Given problem => How many lines in the items below contain the string "logo"? Reply with the number alone.

Material for the task =>
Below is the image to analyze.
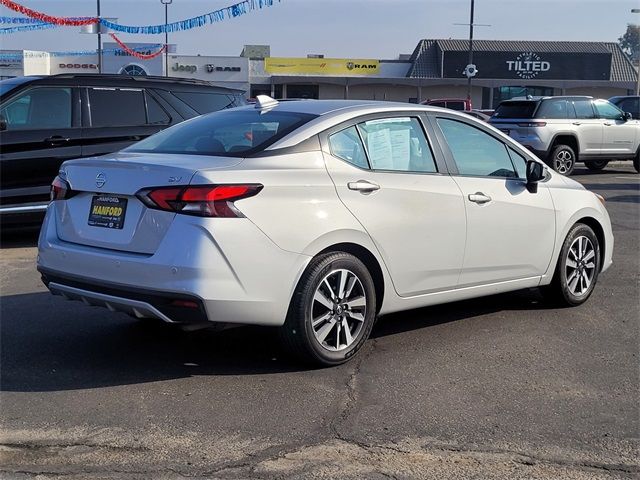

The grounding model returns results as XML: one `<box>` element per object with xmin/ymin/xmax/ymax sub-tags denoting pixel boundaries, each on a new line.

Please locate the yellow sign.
<box><xmin>264</xmin><ymin>57</ymin><xmax>380</xmax><ymax>75</ymax></box>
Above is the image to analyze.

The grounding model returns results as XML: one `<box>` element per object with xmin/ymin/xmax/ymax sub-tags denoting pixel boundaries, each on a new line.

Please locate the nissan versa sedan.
<box><xmin>38</xmin><ymin>97</ymin><xmax>613</xmax><ymax>365</ymax></box>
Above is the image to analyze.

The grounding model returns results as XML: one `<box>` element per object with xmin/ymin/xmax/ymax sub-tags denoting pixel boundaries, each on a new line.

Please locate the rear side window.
<box><xmin>89</xmin><ymin>88</ymin><xmax>147</xmax><ymax>127</ymax></box>
<box><xmin>536</xmin><ymin>100</ymin><xmax>569</xmax><ymax>119</ymax></box>
<box><xmin>146</xmin><ymin>94</ymin><xmax>171</xmax><ymax>125</ymax></box>
<box><xmin>594</xmin><ymin>100</ymin><xmax>623</xmax><ymax>120</ymax></box>
<box><xmin>126</xmin><ymin>110</ymin><xmax>316</xmax><ymax>157</ymax></box>
<box><xmin>172</xmin><ymin>92</ymin><xmax>244</xmax><ymax>115</ymax></box>
<box><xmin>0</xmin><ymin>87</ymin><xmax>72</xmax><ymax>130</ymax></box>
<box><xmin>329</xmin><ymin>127</ymin><xmax>369</xmax><ymax>168</ymax></box>
<box><xmin>437</xmin><ymin>118</ymin><xmax>517</xmax><ymax>178</ymax></box>
<box><xmin>615</xmin><ymin>97</ymin><xmax>640</xmax><ymax>118</ymax></box>
<box><xmin>573</xmin><ymin>100</ymin><xmax>596</xmax><ymax>120</ymax></box>
<box><xmin>358</xmin><ymin>117</ymin><xmax>437</xmax><ymax>173</ymax></box>
<box><xmin>493</xmin><ymin>102</ymin><xmax>538</xmax><ymax>118</ymax></box>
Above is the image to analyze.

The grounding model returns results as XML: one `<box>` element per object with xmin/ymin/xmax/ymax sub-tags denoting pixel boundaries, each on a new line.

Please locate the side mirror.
<box><xmin>526</xmin><ymin>160</ymin><xmax>544</xmax><ymax>193</ymax></box>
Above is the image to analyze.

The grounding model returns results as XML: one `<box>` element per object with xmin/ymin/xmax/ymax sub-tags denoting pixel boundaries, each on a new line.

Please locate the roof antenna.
<box><xmin>256</xmin><ymin>95</ymin><xmax>280</xmax><ymax>110</ymax></box>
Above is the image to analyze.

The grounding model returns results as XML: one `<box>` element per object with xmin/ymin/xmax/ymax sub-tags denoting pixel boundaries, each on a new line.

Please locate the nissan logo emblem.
<box><xmin>96</xmin><ymin>173</ymin><xmax>107</xmax><ymax>188</ymax></box>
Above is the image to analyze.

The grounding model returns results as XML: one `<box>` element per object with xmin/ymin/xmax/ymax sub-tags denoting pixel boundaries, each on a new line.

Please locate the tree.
<box><xmin>618</xmin><ymin>24</ymin><xmax>640</xmax><ymax>61</ymax></box>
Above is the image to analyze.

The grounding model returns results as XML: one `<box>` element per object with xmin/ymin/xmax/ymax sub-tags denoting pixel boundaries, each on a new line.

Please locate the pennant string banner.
<box><xmin>0</xmin><ymin>0</ymin><xmax>282</xmax><ymax>35</ymax></box>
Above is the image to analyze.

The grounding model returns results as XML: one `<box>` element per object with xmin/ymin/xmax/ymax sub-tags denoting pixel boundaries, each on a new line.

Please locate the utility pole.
<box><xmin>160</xmin><ymin>0</ymin><xmax>173</xmax><ymax>77</ymax></box>
<box><xmin>467</xmin><ymin>0</ymin><xmax>475</xmax><ymax>102</ymax></box>
<box><xmin>96</xmin><ymin>0</ymin><xmax>102</xmax><ymax>73</ymax></box>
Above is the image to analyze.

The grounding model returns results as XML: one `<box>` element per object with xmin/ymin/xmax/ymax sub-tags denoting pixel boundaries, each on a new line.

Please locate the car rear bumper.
<box><xmin>37</xmin><ymin>204</ymin><xmax>310</xmax><ymax>326</ymax></box>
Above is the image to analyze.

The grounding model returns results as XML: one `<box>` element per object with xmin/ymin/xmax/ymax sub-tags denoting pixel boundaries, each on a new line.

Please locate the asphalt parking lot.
<box><xmin>0</xmin><ymin>165</ymin><xmax>640</xmax><ymax>479</ymax></box>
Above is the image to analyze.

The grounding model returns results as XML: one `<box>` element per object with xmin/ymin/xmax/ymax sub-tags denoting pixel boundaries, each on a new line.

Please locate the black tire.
<box><xmin>584</xmin><ymin>160</ymin><xmax>609</xmax><ymax>172</ymax></box>
<box><xmin>541</xmin><ymin>223</ymin><xmax>600</xmax><ymax>307</ymax></box>
<box><xmin>280</xmin><ymin>252</ymin><xmax>376</xmax><ymax>366</ymax></box>
<box><xmin>547</xmin><ymin>144</ymin><xmax>577</xmax><ymax>177</ymax></box>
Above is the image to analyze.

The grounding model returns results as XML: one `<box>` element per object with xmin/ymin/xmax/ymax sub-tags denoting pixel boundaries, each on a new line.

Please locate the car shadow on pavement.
<box><xmin>371</xmin><ymin>288</ymin><xmax>557</xmax><ymax>338</ymax></box>
<box><xmin>0</xmin><ymin>286</ymin><xmax>556</xmax><ymax>392</ymax></box>
<box><xmin>0</xmin><ymin>226</ymin><xmax>40</xmax><ymax>249</ymax></box>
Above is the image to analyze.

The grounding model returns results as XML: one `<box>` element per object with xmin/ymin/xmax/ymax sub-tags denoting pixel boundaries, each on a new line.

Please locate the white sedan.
<box><xmin>38</xmin><ymin>97</ymin><xmax>613</xmax><ymax>365</ymax></box>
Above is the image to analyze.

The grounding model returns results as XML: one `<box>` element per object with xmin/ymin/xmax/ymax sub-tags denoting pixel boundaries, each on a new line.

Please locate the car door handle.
<box><xmin>469</xmin><ymin>192</ymin><xmax>491</xmax><ymax>205</ymax></box>
<box><xmin>44</xmin><ymin>135</ymin><xmax>71</xmax><ymax>145</ymax></box>
<box><xmin>347</xmin><ymin>180</ymin><xmax>380</xmax><ymax>193</ymax></box>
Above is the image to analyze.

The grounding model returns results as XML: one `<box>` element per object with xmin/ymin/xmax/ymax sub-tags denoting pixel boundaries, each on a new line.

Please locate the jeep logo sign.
<box><xmin>506</xmin><ymin>52</ymin><xmax>551</xmax><ymax>80</ymax></box>
<box><xmin>171</xmin><ymin>63</ymin><xmax>198</xmax><ymax>73</ymax></box>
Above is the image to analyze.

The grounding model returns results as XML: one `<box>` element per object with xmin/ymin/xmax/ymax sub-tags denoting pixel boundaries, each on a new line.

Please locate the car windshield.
<box><xmin>493</xmin><ymin>102</ymin><xmax>538</xmax><ymax>118</ymax></box>
<box><xmin>0</xmin><ymin>77</ymin><xmax>33</xmax><ymax>95</ymax></box>
<box><xmin>124</xmin><ymin>110</ymin><xmax>316</xmax><ymax>157</ymax></box>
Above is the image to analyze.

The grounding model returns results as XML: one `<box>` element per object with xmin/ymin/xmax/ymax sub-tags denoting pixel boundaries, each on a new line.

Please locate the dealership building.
<box><xmin>0</xmin><ymin>39</ymin><xmax>637</xmax><ymax>108</ymax></box>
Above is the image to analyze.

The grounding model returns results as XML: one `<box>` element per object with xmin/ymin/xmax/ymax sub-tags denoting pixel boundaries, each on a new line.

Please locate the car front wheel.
<box><xmin>549</xmin><ymin>145</ymin><xmax>576</xmax><ymax>176</ymax></box>
<box><xmin>280</xmin><ymin>252</ymin><xmax>376</xmax><ymax>366</ymax></box>
<box><xmin>543</xmin><ymin>223</ymin><xmax>600</xmax><ymax>307</ymax></box>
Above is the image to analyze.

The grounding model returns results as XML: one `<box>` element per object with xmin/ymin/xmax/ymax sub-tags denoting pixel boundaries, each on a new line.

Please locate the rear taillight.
<box><xmin>49</xmin><ymin>177</ymin><xmax>74</xmax><ymax>201</ymax></box>
<box><xmin>136</xmin><ymin>183</ymin><xmax>262</xmax><ymax>218</ymax></box>
<box><xmin>518</xmin><ymin>122</ymin><xmax>547</xmax><ymax>127</ymax></box>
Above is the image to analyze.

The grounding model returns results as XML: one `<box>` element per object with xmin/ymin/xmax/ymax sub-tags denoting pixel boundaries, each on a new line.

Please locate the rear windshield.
<box><xmin>493</xmin><ymin>102</ymin><xmax>538</xmax><ymax>118</ymax></box>
<box><xmin>125</xmin><ymin>110</ymin><xmax>316</xmax><ymax>157</ymax></box>
<box><xmin>173</xmin><ymin>92</ymin><xmax>247</xmax><ymax>115</ymax></box>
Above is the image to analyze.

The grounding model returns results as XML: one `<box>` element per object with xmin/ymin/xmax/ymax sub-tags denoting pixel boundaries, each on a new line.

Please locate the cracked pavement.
<box><xmin>0</xmin><ymin>166</ymin><xmax>640</xmax><ymax>480</ymax></box>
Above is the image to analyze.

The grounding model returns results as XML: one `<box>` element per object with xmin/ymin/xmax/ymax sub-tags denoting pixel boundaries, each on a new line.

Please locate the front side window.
<box><xmin>126</xmin><ymin>110</ymin><xmax>316</xmax><ymax>157</ymax></box>
<box><xmin>437</xmin><ymin>118</ymin><xmax>517</xmax><ymax>178</ymax></box>
<box><xmin>329</xmin><ymin>127</ymin><xmax>369</xmax><ymax>168</ymax></box>
<box><xmin>573</xmin><ymin>100</ymin><xmax>596</xmax><ymax>120</ymax></box>
<box><xmin>89</xmin><ymin>87</ymin><xmax>147</xmax><ymax>127</ymax></box>
<box><xmin>0</xmin><ymin>87</ymin><xmax>72</xmax><ymax>130</ymax></box>
<box><xmin>594</xmin><ymin>100</ymin><xmax>624</xmax><ymax>120</ymax></box>
<box><xmin>358</xmin><ymin>117</ymin><xmax>437</xmax><ymax>173</ymax></box>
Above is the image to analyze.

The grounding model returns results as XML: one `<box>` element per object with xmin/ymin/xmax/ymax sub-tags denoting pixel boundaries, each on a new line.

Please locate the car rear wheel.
<box><xmin>584</xmin><ymin>160</ymin><xmax>609</xmax><ymax>171</ymax></box>
<box><xmin>280</xmin><ymin>252</ymin><xmax>376</xmax><ymax>366</ymax></box>
<box><xmin>549</xmin><ymin>145</ymin><xmax>576</xmax><ymax>176</ymax></box>
<box><xmin>542</xmin><ymin>223</ymin><xmax>600</xmax><ymax>307</ymax></box>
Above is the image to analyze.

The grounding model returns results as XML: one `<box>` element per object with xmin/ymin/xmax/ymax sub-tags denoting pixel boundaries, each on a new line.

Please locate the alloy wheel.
<box><xmin>565</xmin><ymin>236</ymin><xmax>596</xmax><ymax>297</ymax></box>
<box><xmin>311</xmin><ymin>269</ymin><xmax>367</xmax><ymax>352</ymax></box>
<box><xmin>553</xmin><ymin>150</ymin><xmax>573</xmax><ymax>174</ymax></box>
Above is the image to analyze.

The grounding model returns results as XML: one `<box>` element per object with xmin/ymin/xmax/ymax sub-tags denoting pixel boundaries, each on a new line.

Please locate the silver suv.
<box><xmin>490</xmin><ymin>96</ymin><xmax>640</xmax><ymax>175</ymax></box>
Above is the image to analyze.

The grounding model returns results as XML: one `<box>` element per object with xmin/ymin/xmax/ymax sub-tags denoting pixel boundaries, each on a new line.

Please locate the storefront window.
<box><xmin>493</xmin><ymin>87</ymin><xmax>553</xmax><ymax>107</ymax></box>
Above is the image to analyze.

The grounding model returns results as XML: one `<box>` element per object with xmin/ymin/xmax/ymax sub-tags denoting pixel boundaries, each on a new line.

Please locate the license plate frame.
<box><xmin>87</xmin><ymin>194</ymin><xmax>128</xmax><ymax>230</ymax></box>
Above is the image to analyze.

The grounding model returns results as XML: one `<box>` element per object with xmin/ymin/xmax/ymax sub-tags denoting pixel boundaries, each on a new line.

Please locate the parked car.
<box><xmin>37</xmin><ymin>97</ymin><xmax>613</xmax><ymax>365</ymax></box>
<box><xmin>609</xmin><ymin>95</ymin><xmax>640</xmax><ymax>120</ymax></box>
<box><xmin>0</xmin><ymin>74</ymin><xmax>244</xmax><ymax>227</ymax></box>
<box><xmin>464</xmin><ymin>110</ymin><xmax>491</xmax><ymax>122</ymax></box>
<box><xmin>422</xmin><ymin>98</ymin><xmax>472</xmax><ymax>111</ymax></box>
<box><xmin>490</xmin><ymin>97</ymin><xmax>640</xmax><ymax>175</ymax></box>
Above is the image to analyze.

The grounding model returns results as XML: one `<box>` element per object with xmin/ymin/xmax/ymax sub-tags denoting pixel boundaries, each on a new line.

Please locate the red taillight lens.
<box><xmin>137</xmin><ymin>184</ymin><xmax>262</xmax><ymax>218</ymax></box>
<box><xmin>49</xmin><ymin>177</ymin><xmax>72</xmax><ymax>201</ymax></box>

Output below => 2